*Written exercise*:
Output verbatim the lines below, starting at the line containing "Query: headgear chin strap" and ending at the line containing "Give the mask of the headgear", with both of those lines included.

*Material supplied*:
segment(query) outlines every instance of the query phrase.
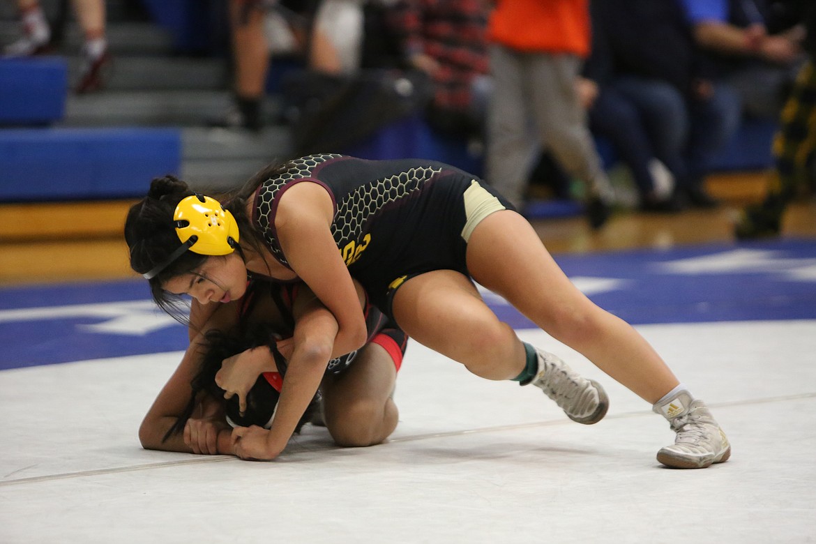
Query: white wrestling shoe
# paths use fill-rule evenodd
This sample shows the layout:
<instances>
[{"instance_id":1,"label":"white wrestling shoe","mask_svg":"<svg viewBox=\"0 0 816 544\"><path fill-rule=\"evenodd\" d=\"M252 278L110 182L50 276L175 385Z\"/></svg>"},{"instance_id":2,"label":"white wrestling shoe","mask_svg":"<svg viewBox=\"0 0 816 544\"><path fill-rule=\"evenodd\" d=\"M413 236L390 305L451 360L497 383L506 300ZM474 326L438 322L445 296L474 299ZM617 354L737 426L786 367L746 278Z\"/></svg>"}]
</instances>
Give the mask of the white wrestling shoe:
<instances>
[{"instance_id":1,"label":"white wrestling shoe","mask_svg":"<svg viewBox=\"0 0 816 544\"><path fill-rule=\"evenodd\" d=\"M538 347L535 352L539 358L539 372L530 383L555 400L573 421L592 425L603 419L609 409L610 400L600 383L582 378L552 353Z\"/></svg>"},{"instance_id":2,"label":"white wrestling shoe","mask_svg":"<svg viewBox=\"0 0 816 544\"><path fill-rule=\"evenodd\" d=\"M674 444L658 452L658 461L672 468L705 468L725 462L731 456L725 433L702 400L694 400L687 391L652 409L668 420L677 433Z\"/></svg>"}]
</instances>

...

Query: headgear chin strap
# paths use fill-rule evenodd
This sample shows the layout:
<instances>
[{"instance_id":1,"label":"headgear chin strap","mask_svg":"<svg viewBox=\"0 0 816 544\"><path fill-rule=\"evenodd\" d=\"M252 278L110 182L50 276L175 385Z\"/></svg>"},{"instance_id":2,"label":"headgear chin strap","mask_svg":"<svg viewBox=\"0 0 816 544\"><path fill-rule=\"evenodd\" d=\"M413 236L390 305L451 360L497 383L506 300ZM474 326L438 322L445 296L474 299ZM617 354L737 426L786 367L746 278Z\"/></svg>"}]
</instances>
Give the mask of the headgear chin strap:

---

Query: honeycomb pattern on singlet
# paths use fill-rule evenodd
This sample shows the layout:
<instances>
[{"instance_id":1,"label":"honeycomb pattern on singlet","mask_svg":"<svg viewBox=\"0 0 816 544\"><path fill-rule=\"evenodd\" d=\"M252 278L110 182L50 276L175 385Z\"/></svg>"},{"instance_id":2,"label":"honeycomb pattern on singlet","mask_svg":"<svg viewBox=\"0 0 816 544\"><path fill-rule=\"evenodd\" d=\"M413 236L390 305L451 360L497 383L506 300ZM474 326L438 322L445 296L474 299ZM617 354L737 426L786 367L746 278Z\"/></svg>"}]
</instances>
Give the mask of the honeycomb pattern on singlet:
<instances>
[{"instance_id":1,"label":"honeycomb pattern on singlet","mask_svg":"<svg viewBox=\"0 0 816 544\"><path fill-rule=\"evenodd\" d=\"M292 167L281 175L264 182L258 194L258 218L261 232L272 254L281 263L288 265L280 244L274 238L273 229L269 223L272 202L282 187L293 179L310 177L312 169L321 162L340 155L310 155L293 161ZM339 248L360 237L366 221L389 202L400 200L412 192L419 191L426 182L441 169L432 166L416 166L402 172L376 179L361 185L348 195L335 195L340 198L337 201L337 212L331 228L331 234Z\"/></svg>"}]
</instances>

*In response*:
Query: headgear chin strap
# paths use fill-rule evenodd
This sample shows the layout:
<instances>
[{"instance_id":1,"label":"headgear chin strap","mask_svg":"<svg viewBox=\"0 0 816 544\"><path fill-rule=\"evenodd\" d=\"M252 278L110 182L50 276L175 385Z\"/></svg>"},{"instance_id":2,"label":"headgear chin strap","mask_svg":"<svg viewBox=\"0 0 816 544\"><path fill-rule=\"evenodd\" d=\"M413 236L390 305L451 360L497 383L506 300ZM474 326L438 322L445 296L474 299ZM617 354L737 426L786 367L746 278Z\"/></svg>"}]
</instances>
Give the mask of the headgear chin strap:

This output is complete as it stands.